Selected passage:
━━━━━━
For now, this is it. We can have collision detection and responses for both convex and concave shapes.

However... Collision detection is a tricky business and there are still edge cases where the above breaks down.


The first that comes to mind: Curved shapes. Anything that doesn't have vertices doesn't work with the above algorithms and we would need to convert it first. Also, the triangulation implemented doesn't handle holes and breaks if the interior angle between two edges of a polygon is exactly equal to 180° or the polygon intersects with itself. Most of these problems could be tackled simply by using a better triangulation algorithm, in case you are curious there is a list of resources down below.

Another problem could be objects or shapes that move very quickly. If they move quickly enough and the step size is bigger than the thing they should collide with, they could simply pass through (or "over") the other object. In games, usually bullets and thin walls would show this kind of behavior and problem. It's like the shape were "tunneling" through the other shape because it moved so fast that there never was a position update where the two were overlapping...

Yet another problem is that of performance when there are lots of things that could potentially collide with each other. I mean, all of the above code is written for clarity rather than performance so there are improvements to be gained in "simply" rewriting the collision code we have, but the problem of checking collisions for many shapes at once remains O(n2)O(n^2). Which is bad...
━━━━━━
Recorded information:
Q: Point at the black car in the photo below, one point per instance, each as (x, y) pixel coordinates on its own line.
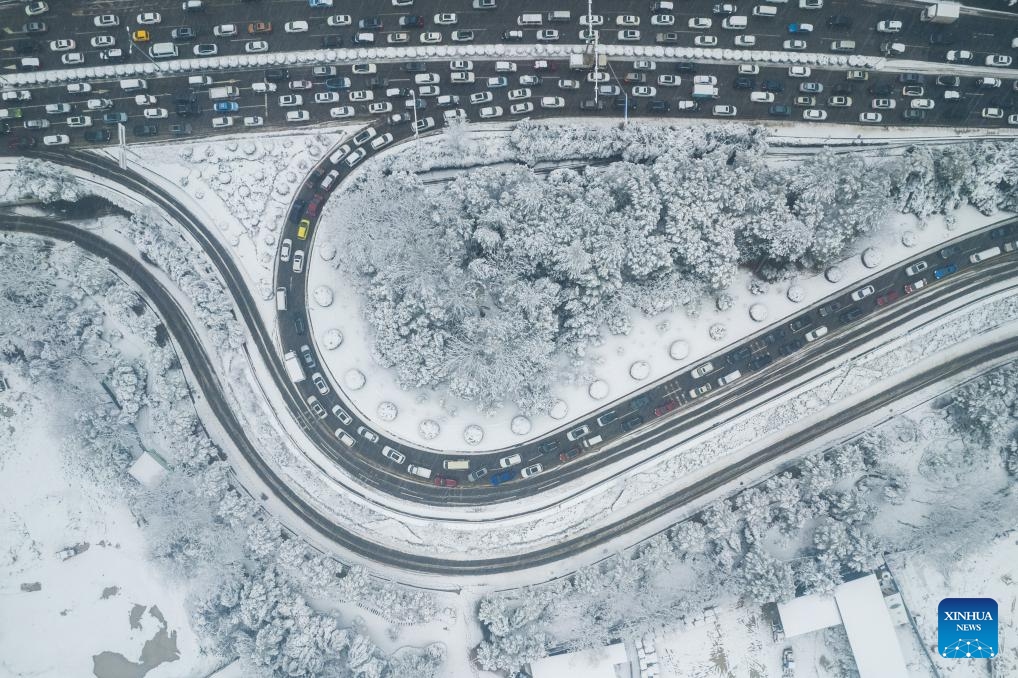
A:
(831, 307)
(791, 347)
(631, 422)
(739, 354)
(98, 135)
(549, 446)
(950, 251)
(851, 315)
(800, 324)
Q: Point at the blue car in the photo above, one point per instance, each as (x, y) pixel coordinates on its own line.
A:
(504, 476)
(945, 272)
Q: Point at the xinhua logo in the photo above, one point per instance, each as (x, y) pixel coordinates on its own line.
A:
(967, 627)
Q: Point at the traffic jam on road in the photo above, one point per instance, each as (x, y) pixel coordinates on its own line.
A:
(400, 100)
(429, 93)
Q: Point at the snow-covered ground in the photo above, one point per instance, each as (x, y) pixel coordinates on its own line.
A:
(100, 601)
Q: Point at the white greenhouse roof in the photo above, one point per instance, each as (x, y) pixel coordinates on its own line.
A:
(597, 663)
(867, 622)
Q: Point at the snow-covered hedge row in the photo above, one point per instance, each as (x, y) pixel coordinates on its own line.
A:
(333, 56)
(489, 283)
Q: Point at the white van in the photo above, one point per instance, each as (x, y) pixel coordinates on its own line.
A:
(984, 255)
(133, 85)
(419, 471)
(163, 51)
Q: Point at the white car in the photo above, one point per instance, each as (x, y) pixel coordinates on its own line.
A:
(862, 292)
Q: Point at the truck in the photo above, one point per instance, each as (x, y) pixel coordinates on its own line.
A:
(293, 368)
(224, 92)
(941, 12)
(585, 61)
(704, 92)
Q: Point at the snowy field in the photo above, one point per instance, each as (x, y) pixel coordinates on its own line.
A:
(98, 602)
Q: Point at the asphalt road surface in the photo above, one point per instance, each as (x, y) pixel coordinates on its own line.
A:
(980, 34)
(178, 325)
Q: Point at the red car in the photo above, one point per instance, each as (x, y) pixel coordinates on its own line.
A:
(569, 454)
(887, 298)
(664, 408)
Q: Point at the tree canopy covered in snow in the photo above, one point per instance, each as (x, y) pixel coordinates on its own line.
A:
(492, 283)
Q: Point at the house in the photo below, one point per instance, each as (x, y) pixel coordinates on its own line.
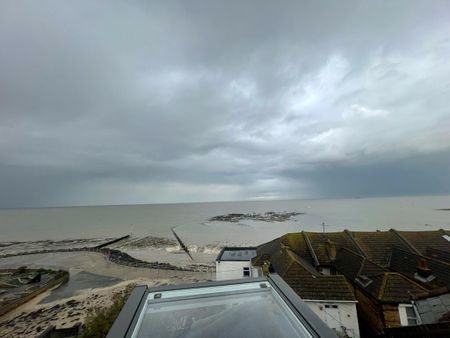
━━━━━━
Goals:
1) Extract every line of the records that contains the string "below", matching its case exactly.
2) Carry on the collision detection passage, starting right after its last sentence.
The records bear no relation to the text.

The responses:
1)
Q: Point at the black car in the photo below, one point per instance, each as (x, y) pixel coordinates on its own line.
Q: Point at the house in the photo below, one point per instance, each as (x, y) pixel coordinates on its own line.

2)
What if n is more than 2? If it is 10, 100, or 1000? Collision detection algorithms of any kind are expensive and if we have to check every single polygon against every single other polygon the amount of computations we have to do grows exponentially. Which will eventually slow down to a halt.

This means we have to use some clever data structure or algorithm to reduce the number of collisions to check.

Spatial Subdivision

One way to do so would be to divide up the "space" into separate regions or "buckets". Because two shapes that are very very far apart can not intersect (unless one of them is big) we could cut down on the number of collision detections we have to do by a lot, because only things from the same bucket could potentially collide with one another.

The general algorithm that could be used for that is called a Quadtree (in 2D) or an Octree (in 3d). Here's an image of the idea in 3D:

octree visualization

But coding these is reserved for another time.

If you came all this way – congratulations! I hope you learned something. You can inspect most of the code for the demos of this website at the repo for this page over here.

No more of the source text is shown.